§ WRITTEN PROBLEM
In the page excerpt on wind speed change in China, how many stations make up the new dataset used in the study?

This study extends upon previous analyses and details near-surface wind speed change in China and its monsoon regions from 1969 to 2005, using a new dataset consisting of 652 stations. Moreover, causes of wind speed changes are examined. Major results show that most stations in China have experienced significant weakening in annual and seasonal mean wind during the study period. The averaged rate of decrease in annual mean wind speed over China is − 0.018 ms−1a−1. Decrease in seasonal mean wind differs. The largest rate of decline is in spring at − 0.021 ms−1a−1 and the least is in summer at − 0.015 ms−1a−1. Spatially, large declines are found in northern China, the Tibetan Plateau and the coastal areas in east and southeast China, while central and south–central China have the least change in their wind speed. Significant weakening of wind speed has occurred primarily in strong wind categories. Decreases in light wind categories are trivial, and light wind has even increased slightly in parts of central China. These changes indicate reduced fluctuations in wind and wind storms in recent decades, contributing to decreased frequency and magnitude of dust storms. The trivial changes in summer winds in east and southeast China suggest fairly steady monsoon winds over the decades.

§ EXCERPTED DATA
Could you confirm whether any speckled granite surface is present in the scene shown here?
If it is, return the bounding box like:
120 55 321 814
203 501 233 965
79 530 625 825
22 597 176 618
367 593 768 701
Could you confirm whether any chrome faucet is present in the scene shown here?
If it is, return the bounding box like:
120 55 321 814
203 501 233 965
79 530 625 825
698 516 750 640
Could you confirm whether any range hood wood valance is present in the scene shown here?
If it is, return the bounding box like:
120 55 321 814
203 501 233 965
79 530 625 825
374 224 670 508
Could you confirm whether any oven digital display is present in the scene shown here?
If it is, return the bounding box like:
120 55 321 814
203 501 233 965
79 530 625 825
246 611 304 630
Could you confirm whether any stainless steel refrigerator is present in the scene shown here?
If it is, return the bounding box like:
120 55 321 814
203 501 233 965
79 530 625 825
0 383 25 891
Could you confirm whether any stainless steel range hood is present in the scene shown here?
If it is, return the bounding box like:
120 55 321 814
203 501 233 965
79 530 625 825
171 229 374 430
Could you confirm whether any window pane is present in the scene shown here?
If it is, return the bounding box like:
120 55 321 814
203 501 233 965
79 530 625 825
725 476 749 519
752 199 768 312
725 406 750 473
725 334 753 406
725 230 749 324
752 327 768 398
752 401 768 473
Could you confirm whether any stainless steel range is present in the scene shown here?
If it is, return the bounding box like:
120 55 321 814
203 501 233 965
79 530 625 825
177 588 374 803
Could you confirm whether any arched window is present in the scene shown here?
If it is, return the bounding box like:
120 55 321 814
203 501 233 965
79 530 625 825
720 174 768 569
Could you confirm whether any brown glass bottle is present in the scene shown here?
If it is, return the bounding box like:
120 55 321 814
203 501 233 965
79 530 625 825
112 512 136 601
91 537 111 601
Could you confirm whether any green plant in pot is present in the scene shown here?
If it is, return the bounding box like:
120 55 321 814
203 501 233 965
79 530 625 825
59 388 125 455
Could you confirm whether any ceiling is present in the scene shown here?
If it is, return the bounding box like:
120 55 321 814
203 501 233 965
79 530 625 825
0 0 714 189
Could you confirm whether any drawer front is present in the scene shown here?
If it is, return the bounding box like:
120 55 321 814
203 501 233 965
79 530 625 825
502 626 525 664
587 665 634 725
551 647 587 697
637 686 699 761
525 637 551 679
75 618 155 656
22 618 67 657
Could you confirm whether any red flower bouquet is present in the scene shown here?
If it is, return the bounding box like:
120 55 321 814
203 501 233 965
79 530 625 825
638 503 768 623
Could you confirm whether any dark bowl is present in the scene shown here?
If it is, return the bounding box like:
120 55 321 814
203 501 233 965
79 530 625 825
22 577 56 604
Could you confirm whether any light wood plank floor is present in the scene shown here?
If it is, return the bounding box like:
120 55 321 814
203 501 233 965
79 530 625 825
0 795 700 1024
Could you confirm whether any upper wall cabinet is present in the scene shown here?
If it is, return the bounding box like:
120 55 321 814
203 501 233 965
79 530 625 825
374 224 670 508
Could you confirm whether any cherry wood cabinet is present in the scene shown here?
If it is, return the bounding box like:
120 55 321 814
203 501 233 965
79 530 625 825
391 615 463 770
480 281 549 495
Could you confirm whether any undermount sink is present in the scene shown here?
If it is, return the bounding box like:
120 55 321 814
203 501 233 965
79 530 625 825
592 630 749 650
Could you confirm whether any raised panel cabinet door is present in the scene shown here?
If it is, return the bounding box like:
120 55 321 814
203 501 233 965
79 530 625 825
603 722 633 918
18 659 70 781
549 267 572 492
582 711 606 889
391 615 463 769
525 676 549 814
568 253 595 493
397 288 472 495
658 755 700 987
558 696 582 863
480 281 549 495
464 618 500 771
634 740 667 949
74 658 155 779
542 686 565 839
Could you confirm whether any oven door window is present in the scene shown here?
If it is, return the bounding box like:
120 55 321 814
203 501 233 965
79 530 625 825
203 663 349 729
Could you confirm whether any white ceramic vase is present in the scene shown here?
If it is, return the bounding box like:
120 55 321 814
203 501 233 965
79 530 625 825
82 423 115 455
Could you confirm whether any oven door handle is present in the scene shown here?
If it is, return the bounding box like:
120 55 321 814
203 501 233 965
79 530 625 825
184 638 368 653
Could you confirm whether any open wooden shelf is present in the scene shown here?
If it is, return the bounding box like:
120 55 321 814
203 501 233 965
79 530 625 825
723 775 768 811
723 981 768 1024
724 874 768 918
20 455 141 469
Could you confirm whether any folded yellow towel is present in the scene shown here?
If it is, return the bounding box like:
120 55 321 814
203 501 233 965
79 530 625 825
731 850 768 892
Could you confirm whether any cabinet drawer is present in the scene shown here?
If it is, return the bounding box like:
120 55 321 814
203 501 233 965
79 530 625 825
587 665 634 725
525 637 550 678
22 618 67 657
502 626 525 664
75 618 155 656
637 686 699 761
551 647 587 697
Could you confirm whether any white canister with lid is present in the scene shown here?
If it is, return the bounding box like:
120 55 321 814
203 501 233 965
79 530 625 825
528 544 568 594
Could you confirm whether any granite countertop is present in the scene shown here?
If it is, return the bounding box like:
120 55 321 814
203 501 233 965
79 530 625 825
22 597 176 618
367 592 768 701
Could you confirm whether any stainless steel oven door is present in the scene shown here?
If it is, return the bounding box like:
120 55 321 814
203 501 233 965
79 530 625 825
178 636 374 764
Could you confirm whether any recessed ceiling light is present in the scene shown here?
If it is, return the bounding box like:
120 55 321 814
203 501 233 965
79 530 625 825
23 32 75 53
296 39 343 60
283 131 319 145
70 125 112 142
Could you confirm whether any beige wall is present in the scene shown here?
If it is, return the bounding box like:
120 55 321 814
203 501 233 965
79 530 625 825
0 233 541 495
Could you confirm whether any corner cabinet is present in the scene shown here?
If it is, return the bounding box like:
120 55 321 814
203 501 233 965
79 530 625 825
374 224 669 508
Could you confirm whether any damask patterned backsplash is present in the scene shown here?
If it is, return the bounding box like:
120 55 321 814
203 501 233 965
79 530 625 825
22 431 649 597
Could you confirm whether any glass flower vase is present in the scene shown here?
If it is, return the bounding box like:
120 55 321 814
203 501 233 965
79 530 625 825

§ SOLVED PROBLEM
652 stations.